Exercise brief: Please copy out the records that follow exactly as they stand.

Materials provided:

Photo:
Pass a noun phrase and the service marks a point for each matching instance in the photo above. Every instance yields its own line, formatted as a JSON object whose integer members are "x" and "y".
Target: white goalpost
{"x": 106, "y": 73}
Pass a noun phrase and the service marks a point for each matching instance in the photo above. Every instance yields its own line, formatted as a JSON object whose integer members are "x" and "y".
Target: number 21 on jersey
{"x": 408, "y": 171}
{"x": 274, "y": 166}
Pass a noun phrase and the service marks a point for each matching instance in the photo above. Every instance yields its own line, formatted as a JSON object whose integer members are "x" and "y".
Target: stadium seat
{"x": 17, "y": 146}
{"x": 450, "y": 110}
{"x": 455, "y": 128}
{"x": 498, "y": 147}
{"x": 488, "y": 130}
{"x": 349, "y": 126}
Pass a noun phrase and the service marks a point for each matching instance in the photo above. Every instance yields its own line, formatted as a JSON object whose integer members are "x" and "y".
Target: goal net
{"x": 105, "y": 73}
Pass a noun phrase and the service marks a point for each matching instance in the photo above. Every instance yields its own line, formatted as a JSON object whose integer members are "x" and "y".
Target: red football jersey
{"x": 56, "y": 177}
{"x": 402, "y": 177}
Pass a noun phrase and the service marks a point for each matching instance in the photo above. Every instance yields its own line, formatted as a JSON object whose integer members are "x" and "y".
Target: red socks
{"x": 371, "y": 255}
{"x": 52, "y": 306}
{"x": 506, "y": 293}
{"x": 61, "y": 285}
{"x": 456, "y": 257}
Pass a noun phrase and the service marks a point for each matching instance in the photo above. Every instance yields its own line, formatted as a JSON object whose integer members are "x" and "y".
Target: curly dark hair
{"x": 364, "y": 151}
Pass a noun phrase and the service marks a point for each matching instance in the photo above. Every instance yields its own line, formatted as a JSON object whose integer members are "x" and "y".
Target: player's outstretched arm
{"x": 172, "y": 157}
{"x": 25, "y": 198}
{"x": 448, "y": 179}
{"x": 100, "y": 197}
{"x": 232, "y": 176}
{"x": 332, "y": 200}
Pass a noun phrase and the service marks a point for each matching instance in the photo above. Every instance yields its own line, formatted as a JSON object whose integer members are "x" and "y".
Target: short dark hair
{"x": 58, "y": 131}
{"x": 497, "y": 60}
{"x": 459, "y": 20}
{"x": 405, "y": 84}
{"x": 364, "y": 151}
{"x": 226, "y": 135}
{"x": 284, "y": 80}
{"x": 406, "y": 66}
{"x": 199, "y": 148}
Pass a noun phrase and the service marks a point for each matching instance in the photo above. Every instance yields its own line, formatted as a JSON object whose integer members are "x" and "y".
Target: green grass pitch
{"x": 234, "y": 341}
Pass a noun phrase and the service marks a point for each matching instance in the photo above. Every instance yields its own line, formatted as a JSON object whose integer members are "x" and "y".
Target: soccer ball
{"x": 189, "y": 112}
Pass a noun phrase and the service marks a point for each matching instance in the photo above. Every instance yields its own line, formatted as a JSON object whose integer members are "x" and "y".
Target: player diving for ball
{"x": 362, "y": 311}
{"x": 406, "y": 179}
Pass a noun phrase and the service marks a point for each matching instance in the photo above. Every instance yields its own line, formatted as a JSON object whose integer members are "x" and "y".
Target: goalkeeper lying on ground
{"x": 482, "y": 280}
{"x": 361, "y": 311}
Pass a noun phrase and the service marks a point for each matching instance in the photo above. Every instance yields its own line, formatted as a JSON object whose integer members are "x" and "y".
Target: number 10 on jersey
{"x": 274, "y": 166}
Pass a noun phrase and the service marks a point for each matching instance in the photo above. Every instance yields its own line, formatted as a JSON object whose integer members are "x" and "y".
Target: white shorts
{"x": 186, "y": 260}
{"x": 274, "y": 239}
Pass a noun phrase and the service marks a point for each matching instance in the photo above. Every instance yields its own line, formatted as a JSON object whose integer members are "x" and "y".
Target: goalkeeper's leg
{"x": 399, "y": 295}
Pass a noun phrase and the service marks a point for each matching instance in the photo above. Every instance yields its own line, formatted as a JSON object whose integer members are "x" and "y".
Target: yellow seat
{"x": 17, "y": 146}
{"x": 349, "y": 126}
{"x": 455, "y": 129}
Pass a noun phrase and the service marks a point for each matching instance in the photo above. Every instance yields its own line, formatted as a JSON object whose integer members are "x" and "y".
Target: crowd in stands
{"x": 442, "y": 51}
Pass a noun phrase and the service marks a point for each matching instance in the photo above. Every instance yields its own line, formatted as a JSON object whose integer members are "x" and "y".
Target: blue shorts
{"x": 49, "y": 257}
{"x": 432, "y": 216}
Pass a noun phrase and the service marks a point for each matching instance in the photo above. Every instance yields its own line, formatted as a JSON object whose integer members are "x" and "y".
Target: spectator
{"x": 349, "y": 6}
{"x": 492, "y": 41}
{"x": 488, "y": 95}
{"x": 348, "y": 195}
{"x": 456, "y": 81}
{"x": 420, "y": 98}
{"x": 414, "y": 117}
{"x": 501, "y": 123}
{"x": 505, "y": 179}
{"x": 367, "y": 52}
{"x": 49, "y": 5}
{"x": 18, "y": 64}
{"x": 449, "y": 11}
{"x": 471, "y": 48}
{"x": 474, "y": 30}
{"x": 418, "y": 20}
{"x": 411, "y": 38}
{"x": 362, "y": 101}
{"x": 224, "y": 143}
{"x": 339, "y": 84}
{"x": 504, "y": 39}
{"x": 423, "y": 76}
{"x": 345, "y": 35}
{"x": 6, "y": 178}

Output of the task:
Photo:
Pass a noun phrase and the service marks a point for each matching instance in the photo above. Every instance yields its own line, formatted as a JSON object whose integer members are "x" and "y".
Target: white goalpost
{"x": 106, "y": 73}
Pass a noun phrase and the service marks a point for each matching instance in the photo above. Every instance yields its own line, formatted as a JSON object whose integer members are "x" and "y".
Target: number 21 on jersey
{"x": 408, "y": 171}
{"x": 274, "y": 166}
Pass a noun phrase and the service marks a point for each matching instance in the photo above. Every instance yields its own line, formatted as a JSON object whose integer members are "x" and "y".
Target: stadium seat
{"x": 17, "y": 146}
{"x": 450, "y": 110}
{"x": 455, "y": 128}
{"x": 498, "y": 147}
{"x": 488, "y": 130}
{"x": 349, "y": 126}
Pass a noun phrase and the service marks a point for each matching instance in the photo above. Every instance yields its own line, formatted as a JSON object whose integer members are "x" and "y".
Target: goal net
{"x": 105, "y": 73}
Pass a noun phrase and the service marks a point for each matching instance in the photo above. Every instance yields its own line, formatted as a JSON object whose integer members are "x" and "y".
Target: red football jersey
{"x": 56, "y": 177}
{"x": 402, "y": 177}
Pass a noun phrase and the service marks a point for each matching instance in the photo above. Every instance yields its own line, formatted as a JSON object whose integer members are "x" and "y".
Target: red socks
{"x": 371, "y": 255}
{"x": 52, "y": 306}
{"x": 506, "y": 293}
{"x": 61, "y": 285}
{"x": 456, "y": 257}
Pass a noun phrase and the service marks a point for each matching instance in the photo above. Every instance yields its own line, formatted as a JSON object whose integer members are "x" and "y".
Target: curly dark hair
{"x": 364, "y": 151}
Pass a noun phrase and the service marks a point for each matching instance in the photo above. Every instance yields its own line, formatted as a JSON object whose integer members are "x" and "y".
Target: player's outstretched arm
{"x": 172, "y": 157}
{"x": 25, "y": 198}
{"x": 448, "y": 179}
{"x": 100, "y": 197}
{"x": 232, "y": 176}
{"x": 332, "y": 200}
Pass a noun phrase and the service marks a point for each matching instance in the photo above. Every instance yields its own line, formatted as a JSON object whose integer members are "x" and "y".
Target: short dark hair
{"x": 58, "y": 131}
{"x": 497, "y": 60}
{"x": 459, "y": 20}
{"x": 405, "y": 84}
{"x": 364, "y": 151}
{"x": 226, "y": 135}
{"x": 284, "y": 80}
{"x": 406, "y": 66}
{"x": 199, "y": 148}
Pass a noun phrase and the service marks a point for each matching instance in the photo above. Every instance yields its own line, formatted as a JSON object whose integer members are "x" and "y".
Target: green grass pitch
{"x": 234, "y": 341}
Pass a noun phrase and the service marks a point for each matching instance in the photo above. Every instance yields its own line, formatted as a JSON object whose integer members are "x" and "y".
Target: soccer ball
{"x": 189, "y": 112}
Pass a noun phrase and the service marks a point for each matching instance in the photo above. Every instance yields its own line, formatted as a JSON object whose integer members are "x" and "y".
Target: player diving for ball
{"x": 362, "y": 311}
{"x": 406, "y": 179}
Pass a noun phrase and the service marks a point for each matching instance in the photo above. Every instance yields its own line, formatted as a JSON object whose integer members are "x" and "y".
Target: goalkeeper lying on ground
{"x": 482, "y": 280}
{"x": 361, "y": 311}
Pass a noun phrase and the service marks a point for each matching instance in the photo above. Every instance yields its own line, formatted as a JSON object whose integer members are "x" and "y".
Target: number 10 on jersey
{"x": 274, "y": 166}
Pass a noun phrase and the service marks a point for each matching instance in the photo above. Every instance yields its own line, formatted as a JSON object whose integer members are "x" and "y".
Target: white shorts
{"x": 186, "y": 260}
{"x": 274, "y": 239}
Pass a noun phrase and the service marks a point for each matching instance in the photo above. Every instance yields its own line, formatted as a JSON object whose integer members are "x" and "y".
Target: goalkeeper's leg
{"x": 399, "y": 295}
Pass a noun phrase and the service marks a point for each matching instance in the photo above. Every instance yields its own line, formatted as a JSON object whose integer members are "x" and "y".
Target: yellow seat
{"x": 17, "y": 146}
{"x": 349, "y": 126}
{"x": 455, "y": 129}
Pass a noun phrase and the service marks a point for each matching instance in the photo above. Every instance yields its own line, formatted as a JSON object whose integer members are "x" and "y".
Target: crowd in stands
{"x": 442, "y": 51}
Pass a noun phrase and the service marks a point for each matching instance in the photo above. Every instance yields its own line, formatted as a JSON object whose integer members are "x" and "y".
Target: blue shorts
{"x": 49, "y": 257}
{"x": 432, "y": 216}
Pass a noun phrase and the service marks a point for each matching instance in the photo above. Every instance yields its own line, formatted as a JSON object whose integer members are "x" and "y".
Target: spectator
{"x": 349, "y": 6}
{"x": 492, "y": 41}
{"x": 488, "y": 95}
{"x": 348, "y": 195}
{"x": 456, "y": 81}
{"x": 420, "y": 98}
{"x": 414, "y": 117}
{"x": 501, "y": 123}
{"x": 505, "y": 179}
{"x": 367, "y": 52}
{"x": 49, "y": 5}
{"x": 18, "y": 64}
{"x": 449, "y": 11}
{"x": 471, "y": 48}
{"x": 474, "y": 30}
{"x": 418, "y": 20}
{"x": 411, "y": 38}
{"x": 362, "y": 101}
{"x": 224, "y": 143}
{"x": 339, "y": 84}
{"x": 504, "y": 39}
{"x": 423, "y": 76}
{"x": 345, "y": 35}
{"x": 6, "y": 178}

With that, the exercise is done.